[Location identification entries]

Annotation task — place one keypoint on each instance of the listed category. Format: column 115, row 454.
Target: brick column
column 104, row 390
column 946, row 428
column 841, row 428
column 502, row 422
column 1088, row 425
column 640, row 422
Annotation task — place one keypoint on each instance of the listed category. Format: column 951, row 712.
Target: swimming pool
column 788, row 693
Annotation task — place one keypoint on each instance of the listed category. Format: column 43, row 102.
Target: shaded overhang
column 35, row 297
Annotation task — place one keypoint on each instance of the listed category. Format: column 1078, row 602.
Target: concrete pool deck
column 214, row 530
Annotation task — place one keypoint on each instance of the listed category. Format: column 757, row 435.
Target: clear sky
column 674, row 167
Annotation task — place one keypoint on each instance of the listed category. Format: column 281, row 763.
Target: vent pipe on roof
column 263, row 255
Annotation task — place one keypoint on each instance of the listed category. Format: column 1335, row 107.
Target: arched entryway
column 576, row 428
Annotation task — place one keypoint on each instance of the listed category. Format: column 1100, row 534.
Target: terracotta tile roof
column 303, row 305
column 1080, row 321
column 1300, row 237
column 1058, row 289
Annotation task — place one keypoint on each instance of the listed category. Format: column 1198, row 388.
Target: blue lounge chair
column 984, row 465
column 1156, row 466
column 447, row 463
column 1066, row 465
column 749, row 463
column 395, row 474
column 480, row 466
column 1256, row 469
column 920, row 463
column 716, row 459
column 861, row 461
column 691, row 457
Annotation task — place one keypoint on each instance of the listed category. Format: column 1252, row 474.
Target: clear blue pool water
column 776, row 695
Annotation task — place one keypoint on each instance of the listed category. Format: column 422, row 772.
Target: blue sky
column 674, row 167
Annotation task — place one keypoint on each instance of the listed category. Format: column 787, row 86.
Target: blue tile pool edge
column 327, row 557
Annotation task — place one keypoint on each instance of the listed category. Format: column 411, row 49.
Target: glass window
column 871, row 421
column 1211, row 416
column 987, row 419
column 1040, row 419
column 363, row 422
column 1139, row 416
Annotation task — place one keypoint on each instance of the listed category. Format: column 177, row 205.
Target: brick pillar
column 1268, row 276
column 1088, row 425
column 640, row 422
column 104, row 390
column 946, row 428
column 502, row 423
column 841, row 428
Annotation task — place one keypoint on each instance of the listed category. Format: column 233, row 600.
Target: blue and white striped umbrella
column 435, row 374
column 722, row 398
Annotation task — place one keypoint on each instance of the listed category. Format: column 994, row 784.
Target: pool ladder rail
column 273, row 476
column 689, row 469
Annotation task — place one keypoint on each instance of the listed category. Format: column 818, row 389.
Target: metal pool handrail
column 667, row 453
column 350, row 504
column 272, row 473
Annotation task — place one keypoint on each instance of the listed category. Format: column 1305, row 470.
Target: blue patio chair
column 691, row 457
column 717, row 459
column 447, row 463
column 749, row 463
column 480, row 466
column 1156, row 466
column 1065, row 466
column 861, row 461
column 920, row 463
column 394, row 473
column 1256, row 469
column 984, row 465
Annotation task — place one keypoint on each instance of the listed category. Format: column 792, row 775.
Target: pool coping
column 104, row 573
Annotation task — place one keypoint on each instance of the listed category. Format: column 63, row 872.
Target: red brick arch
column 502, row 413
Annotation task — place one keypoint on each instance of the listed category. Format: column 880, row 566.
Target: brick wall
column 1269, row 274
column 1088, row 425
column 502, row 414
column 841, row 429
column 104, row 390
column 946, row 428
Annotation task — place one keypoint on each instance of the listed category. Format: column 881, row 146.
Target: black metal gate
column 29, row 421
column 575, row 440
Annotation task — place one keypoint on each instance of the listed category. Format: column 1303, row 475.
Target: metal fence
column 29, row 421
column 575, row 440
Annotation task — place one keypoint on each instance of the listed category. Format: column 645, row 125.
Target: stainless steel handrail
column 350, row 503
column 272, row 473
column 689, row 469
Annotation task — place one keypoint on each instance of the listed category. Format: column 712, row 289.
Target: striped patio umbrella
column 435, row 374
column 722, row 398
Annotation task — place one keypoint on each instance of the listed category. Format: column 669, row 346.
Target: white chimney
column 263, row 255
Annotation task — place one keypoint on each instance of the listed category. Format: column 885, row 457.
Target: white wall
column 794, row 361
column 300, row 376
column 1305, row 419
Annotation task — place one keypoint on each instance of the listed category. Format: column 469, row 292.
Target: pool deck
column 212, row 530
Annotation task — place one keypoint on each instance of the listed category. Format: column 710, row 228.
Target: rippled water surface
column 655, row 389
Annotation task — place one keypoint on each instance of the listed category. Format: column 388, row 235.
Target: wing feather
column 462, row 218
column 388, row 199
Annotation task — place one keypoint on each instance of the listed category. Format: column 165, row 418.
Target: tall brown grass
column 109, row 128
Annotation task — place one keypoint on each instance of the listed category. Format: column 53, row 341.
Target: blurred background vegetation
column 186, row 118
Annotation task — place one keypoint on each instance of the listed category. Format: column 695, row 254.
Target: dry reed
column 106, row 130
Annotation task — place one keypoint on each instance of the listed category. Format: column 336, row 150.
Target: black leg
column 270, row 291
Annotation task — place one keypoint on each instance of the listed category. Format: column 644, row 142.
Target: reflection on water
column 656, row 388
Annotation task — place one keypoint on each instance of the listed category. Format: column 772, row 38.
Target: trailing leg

- Problem description
Word for word, write out the data.

- Task result
Annotation task — place one keypoint on each instance of the listed category. Format: column 115, row 454.
Target: brick column
column 104, row 390
column 946, row 428
column 841, row 428
column 502, row 422
column 1088, row 425
column 640, row 422
Annotation task — place one keypoint on each instance of the listed category. Format: column 951, row 712.
Target: swimming pool
column 788, row 693
Annotation task — place one keypoint on each instance of the listed category. Format: column 43, row 102.
Target: shaded overhang
column 35, row 297
Annotation task — place one keypoint on each instance of the listed category. Format: column 1078, row 602.
Target: concrete pool deck
column 214, row 530
Annotation task — place one keypoint on each instance of the listed category. Format: column 757, row 435.
Target: clear sky
column 674, row 167
Annotation task — place one keypoint on each instance of the listed category. Format: column 281, row 763.
Target: vent pipe on roof
column 263, row 255
Annotation task — place one keypoint on each instance of the listed category. Format: column 1335, row 107.
Target: arched entryway
column 576, row 428
Annotation task — place one keypoint on each instance of the listed category. Format: column 1100, row 534.
Target: terracotta tile roof
column 303, row 305
column 1080, row 321
column 1300, row 237
column 1058, row 289
Annotation task — place one keypoint on each instance of the listed category. Format: column 1198, row 388.
Target: blue lounge chair
column 984, row 465
column 1156, row 466
column 447, row 463
column 1066, row 465
column 749, row 463
column 395, row 474
column 480, row 466
column 1256, row 469
column 920, row 463
column 716, row 459
column 861, row 461
column 691, row 457
Annotation task — place one keypoint on each instance of the listed category. Format: column 1252, row 474.
Target: clear blue pool water
column 776, row 695
Annotation task — place one keypoint on each instance of the listed category. Format: column 422, row 772.
Target: blue sky
column 674, row 167
Annotation task — place one keypoint on each instance of the listed category. Format: column 787, row 86.
Target: blue tile pool edge
column 327, row 557
Annotation task — place one keypoint on each instance of the listed category. Format: column 411, row 49.
Target: glass window
column 871, row 421
column 1211, row 416
column 987, row 419
column 1040, row 419
column 363, row 422
column 1139, row 416
Annotation task — place one keypoint on each instance of the listed category. Format: column 177, row 205.
Target: brick pillar
column 1268, row 276
column 1088, row 425
column 640, row 422
column 104, row 390
column 946, row 428
column 502, row 423
column 841, row 428
Annotation task — place one keypoint on each instance of the listed category. Format: column 233, row 600.
Target: blue and white striped umbrella
column 435, row 374
column 722, row 398
Annotation task — place one keypoint on each instance of the listed category. Format: column 994, row 784.
Target: pool ladder rail
column 273, row 476
column 689, row 469
Annotation task — place one keypoint on each instance of the listed category. Format: column 818, row 389.
Target: metal pool handrail
column 667, row 453
column 350, row 504
column 272, row 473
Annotation task — place one keypoint on each instance of the listed category. Format: column 1305, row 470.
Target: blue patio chair
column 691, row 457
column 717, row 459
column 447, row 463
column 749, row 463
column 480, row 466
column 1156, row 466
column 1065, row 466
column 861, row 461
column 920, row 463
column 394, row 473
column 1256, row 469
column 984, row 465
Annotation task — place one keypoint on each instance of the listed category. Format: column 792, row 775.
Target: pool coping
column 104, row 573
Annotation task — place one keypoint on each instance of the listed category. Format: column 63, row 872.
Target: red brick arch
column 502, row 413
Annotation task — place one keypoint on each instance of the listed category. Format: column 880, row 566.
Target: brick wall
column 1269, row 274
column 1088, row 425
column 502, row 414
column 841, row 429
column 104, row 390
column 946, row 428
Annotation task — place one keypoint on each instance of the listed category. Format: column 881, row 146.
Target: black metal gate
column 29, row 421
column 575, row 440
Annotation task — place one keypoint on each instance of the listed category. Format: column 1303, row 475.
Target: metal fence
column 29, row 421
column 575, row 440
Annotation task — place one keypoint on each instance of the listed category. Format: column 645, row 125.
Target: stainless steel handrail
column 350, row 503
column 272, row 473
column 689, row 469
Annotation task — place one keypoint on each instance of the listed category. Format: column 712, row 289.
Target: striped patio umbrella
column 435, row 374
column 722, row 398
Annotation task — place one keypoint on each instance of the listed category. Format: column 669, row 346.
Target: white chimney
column 263, row 255
Annotation task — place one keypoint on each instance of the listed category. Format: column 885, row 457.
Target: white wall
column 794, row 361
column 300, row 376
column 1305, row 419
Annotation task — place one keypoint on each instance of the listed category. Format: column 469, row 292.
Target: pool deck
column 212, row 530
Annotation task — place one keypoint on each instance of the listed category. Format: column 710, row 228.
Target: rippled water surface
column 655, row 389
Annotation task — place one keypoint on each instance of the listed category. Format: column 388, row 235.
Target: wing feather
column 462, row 218
column 388, row 199
Annotation task — place one keypoint on each instance of the listed category. Format: column 165, row 418.
Target: tall brown grass
column 109, row 128
Annotation task — place one keypoint on each instance of the listed category. Format: column 53, row 341.
Target: blurred background vegetation
column 186, row 118
Annotation task — place one keypoint on each instance of the listed category. Format: column 695, row 254.
Target: dry reed
column 106, row 130
Annotation task — place one keypoint on each instance of the listed category. Format: column 336, row 150.
Target: black leg
column 270, row 291
Annotation task — place one keypoint on each instance of the listed category. Format: column 644, row 142.
Target: reflection on water
column 656, row 388
Annotation task — place one keypoint on each instance of the listed category. Format: column 772, row 38.
Target: trailing leg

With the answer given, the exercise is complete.